A year on from Open Heart Surgery
Today is my first anniversary of having open heart surgery. It may seem odd to ‘celebrate’ such an occasion but many zippers do just that. A few even have the date tattooed on their body. Maybe it is something to do with having your chest cracked open and the surgeon poking round in your heart to ensure that you live a few more years.
I’m not sure whether the last year has gone faster or slower than the previous year. Certainly it has been a momentous year. Recovering from the surgery, getting back to full fitness, passing my Personal Training diploma and, of course, the death of my best friend who wasn’t so lucky to have something that could be fixed.
So what can I remember of this day a year ago. I was second on the theatre list. I was told that I would probably be taking down at about 11.30. But first I had to shower with some special stuff to disinfect my body. By 8am I was ready to roll. And there I laid until a trolley came to transfer me to the theatre table.
My journey there was fairly eventful. To get from the ward in the old part of the hospital to the theatre in the state of the art new bit I needed to be ‘trollied’ through the basement corridor. This was something out of Nightmare of Elm Street. I quite expected Freddie Kruger to jump out. But I had more important things to worry about unlike the agency nurse that was accompanying me who proceeded into a state of panic. I spent most of the journey trying to talk her down and reassuring her that she could return to the ward by another route.
Anyway her panic attack did distract me for a few minutes. But I then arrived in the theatre prep room. It is difficult to describe the fear I felt. I was catching glimpses of the activity in the theatre getting it ready for my operation. If I could I would have jumped off that trolley and taken my chances with Freddie. I was then being woken up in ITU with a tube down my throat, attached to a number of bleeping machines and other drains and tubes in my chest, arm and neck. But it was fine. I had survived the operation, I had a PCA in my hand and the ice cold water was the best thing I have ever drunk.

Information given:

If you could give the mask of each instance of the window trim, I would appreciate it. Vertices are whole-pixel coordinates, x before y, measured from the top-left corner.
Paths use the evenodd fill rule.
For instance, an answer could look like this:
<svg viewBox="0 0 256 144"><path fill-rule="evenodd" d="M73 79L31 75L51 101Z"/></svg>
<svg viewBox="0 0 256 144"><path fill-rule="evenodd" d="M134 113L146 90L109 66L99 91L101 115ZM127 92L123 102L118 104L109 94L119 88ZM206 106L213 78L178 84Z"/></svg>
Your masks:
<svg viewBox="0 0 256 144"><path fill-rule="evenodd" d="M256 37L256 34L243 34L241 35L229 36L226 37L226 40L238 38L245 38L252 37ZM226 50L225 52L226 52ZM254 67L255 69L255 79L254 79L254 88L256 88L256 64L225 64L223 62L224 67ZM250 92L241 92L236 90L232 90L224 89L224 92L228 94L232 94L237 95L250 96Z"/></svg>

Questions to answer:
[a] In the anniversary post, what position was the writer on the theatre list?
[b] Repeat the section of the anniversary post that opens with the words "So what can" and closes with "the theatre table.".
The lines have no connection to the anniversary post.

Written answers:
[a] Second.

[b]
So what can I remember of this day a year ago. I was second on the theatre list. I was told that I would probably be taking down at about 11.30. But first I had to shower with some special stuff to disinfect my body. By 8am I was ready to roll. And there I laid until a trolley came to transfer me to the theatre table.